→ **PROBLEM REQUIREMENTS**: In the text on migration and NHS workforce skills, what do many people who come through a skilled worker route pay?

*** Opening TEXT PROVIDED ***

There have been interesting debates on migration, immigration and on the skills and contributions of those coming to our country. Of course there is a need to control numbers, but we have to recognise that we rely on those skills and contributions because of workforce pressures and the fact that we have not done enough as an economy and a country to grow skillsets here. I encourage the Minister to ensure that, as part of the NHS long-term workforce plan, we do much more. We have Anglia Ruskin University and other universities across the country, but we must do more.
I want the Government to recognise that we need a wider labour market strategy that addresses these issues, which sometimes unnecessarily inflame debates around immigration. They must also recognise that many of those who come to our country through a skilled worker route pay thousands of pounds in immigration health surcharges, which contributes to the finances of the NHS. Many of them are also higher-rate taxpayers and contribute to our economy, our country and important sectors.
Of course, technology also has a role to play—it really does. We can do so much more using technology, and we must make sure that we absolutely grow the workforce locally going forward.

*** Closing TEXT PROVIDED ***
*** Opening MATERIAL PROVIDED ***

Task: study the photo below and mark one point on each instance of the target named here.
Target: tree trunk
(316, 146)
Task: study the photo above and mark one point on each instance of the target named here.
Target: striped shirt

*** Closing MATERIAL PROVIDED ***

→ **FINAL ANSWER**: They pay thousands of pounds in immigration health surcharges.